EXTRACT:

◇ ◇ ◇ ◇

Python Sorted Collections - PyCon 2016 Talk
===========================================

* `Python Sorted Collections Video`_
* `Python Sorted Collections Slides`_

Hello, I’m here today to talk about `Python sorted collections`_. I’m excited
and a bit nervous to be up here in front of all you smart people. But I’m a
pretty smart guy myself and I really admire Python so let’s get started.

Every time I talk about `sorted collections`_, my wife hear’s sordid. We’ll see
today how many times I can confuse the on-site captioners. You’re probably more
familiar with sorted collections than you realize.

In the standard library we have `heapq`_, `bisect`_ and `queue.PriorityQueue`_
but they don't quite fill the gap. Behind the scenes, priority queue uses a
heap implementation. Another common mistake is to think that
`collections.OrderedDict`_ is a dictionary that maintains sort order but that’s
not the case.

◇ ◇ ◇ ◇

Stored records:
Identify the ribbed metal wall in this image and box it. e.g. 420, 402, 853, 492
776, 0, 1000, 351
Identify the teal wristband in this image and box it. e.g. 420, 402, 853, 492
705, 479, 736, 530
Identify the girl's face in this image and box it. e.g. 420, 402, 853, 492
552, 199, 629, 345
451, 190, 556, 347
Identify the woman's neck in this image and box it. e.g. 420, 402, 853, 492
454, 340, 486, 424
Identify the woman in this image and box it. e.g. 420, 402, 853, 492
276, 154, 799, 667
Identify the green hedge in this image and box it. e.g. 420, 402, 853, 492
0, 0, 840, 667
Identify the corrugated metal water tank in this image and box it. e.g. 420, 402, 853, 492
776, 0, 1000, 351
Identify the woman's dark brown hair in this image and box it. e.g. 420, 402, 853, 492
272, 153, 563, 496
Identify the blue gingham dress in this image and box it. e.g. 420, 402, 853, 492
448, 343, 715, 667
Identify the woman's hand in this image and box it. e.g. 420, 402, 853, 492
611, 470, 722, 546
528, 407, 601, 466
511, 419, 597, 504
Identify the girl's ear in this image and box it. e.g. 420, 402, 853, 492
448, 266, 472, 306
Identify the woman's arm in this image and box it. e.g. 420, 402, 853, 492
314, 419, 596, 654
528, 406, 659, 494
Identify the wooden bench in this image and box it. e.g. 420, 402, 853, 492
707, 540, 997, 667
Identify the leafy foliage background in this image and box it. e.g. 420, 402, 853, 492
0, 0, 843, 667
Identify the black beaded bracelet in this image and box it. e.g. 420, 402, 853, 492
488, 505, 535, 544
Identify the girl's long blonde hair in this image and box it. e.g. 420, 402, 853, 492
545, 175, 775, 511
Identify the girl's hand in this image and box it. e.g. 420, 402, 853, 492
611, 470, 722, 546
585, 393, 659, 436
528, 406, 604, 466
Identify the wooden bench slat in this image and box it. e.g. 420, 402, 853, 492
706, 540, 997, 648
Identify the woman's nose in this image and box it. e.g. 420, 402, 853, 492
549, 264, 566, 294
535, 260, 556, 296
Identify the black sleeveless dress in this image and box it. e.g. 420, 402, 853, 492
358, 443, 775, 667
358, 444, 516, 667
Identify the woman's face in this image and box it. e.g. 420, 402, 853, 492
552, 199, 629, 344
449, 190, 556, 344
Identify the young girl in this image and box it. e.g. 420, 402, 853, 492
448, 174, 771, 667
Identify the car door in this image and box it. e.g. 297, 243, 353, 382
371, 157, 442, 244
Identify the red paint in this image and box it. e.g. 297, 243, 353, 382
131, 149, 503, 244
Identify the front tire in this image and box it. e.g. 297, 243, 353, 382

◇ ◇ ◇ ◇

THINGS TO DO:
A - Answer these questions from the sorted collections talk:
(i) What two feelings does the speaker say he has about being up in front of the audience?
(ii) What word does the speaker's wife hear when he talks about sorted collections?
(iii) What does priority queue use behind the scenes?
B - In the sorted collections talk, rewrite the paragraph beginning "In the standard library we have" as a short bulleted list that keeps its main facts.

OUTPUTS IN ORDER:
A -
(i) Excited and a bit nervous.
(ii) Sordid.
(iii) A heap implementation.

B -
- The standard library has heapq, bisect and queue.PriorityQueue, but they don't quite fill the gap.
- Priority queue uses a heap implementation behind the scenes.
- A common mistake is to think collections.OrderedDict maintains sort order. It doesn't.